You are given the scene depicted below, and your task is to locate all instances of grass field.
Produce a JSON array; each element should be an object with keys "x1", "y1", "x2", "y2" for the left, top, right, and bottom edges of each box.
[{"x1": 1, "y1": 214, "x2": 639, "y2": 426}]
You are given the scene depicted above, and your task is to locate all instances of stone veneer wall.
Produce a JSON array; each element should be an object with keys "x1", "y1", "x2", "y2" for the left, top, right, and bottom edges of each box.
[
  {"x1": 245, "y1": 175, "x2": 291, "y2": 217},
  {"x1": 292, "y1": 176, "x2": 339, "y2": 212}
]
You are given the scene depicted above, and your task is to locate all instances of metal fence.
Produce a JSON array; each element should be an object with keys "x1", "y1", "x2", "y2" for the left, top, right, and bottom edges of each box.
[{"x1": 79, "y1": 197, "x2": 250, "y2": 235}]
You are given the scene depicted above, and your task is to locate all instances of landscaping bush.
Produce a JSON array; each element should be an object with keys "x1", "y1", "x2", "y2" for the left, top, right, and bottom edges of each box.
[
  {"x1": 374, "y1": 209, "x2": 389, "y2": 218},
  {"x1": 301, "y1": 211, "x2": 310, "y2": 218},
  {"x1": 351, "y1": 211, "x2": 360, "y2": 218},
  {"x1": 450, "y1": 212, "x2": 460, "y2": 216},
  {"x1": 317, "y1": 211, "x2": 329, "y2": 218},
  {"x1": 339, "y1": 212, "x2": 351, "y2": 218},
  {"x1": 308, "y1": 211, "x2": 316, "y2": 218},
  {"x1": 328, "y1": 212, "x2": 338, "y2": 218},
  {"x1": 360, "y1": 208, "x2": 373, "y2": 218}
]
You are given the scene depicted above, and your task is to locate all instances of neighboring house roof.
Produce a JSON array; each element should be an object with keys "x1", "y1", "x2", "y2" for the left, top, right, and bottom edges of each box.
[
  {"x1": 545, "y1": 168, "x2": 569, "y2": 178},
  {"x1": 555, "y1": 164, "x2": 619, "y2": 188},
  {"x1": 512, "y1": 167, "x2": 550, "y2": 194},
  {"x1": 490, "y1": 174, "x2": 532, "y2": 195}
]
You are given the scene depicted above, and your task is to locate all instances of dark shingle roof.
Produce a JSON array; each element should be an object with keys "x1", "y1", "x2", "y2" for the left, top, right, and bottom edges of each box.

☆ ☆ ☆ ☆ ☆ ☆ ☆

**Description of the task**
The answer must consist of every line from the data that holds the string "roof".

**Output**
You are given the scene depicted above, and your task is to locate all instances of neighboring house roof.
You are given the scene depicted above, and your task is to locate all instances of dark shingle roof.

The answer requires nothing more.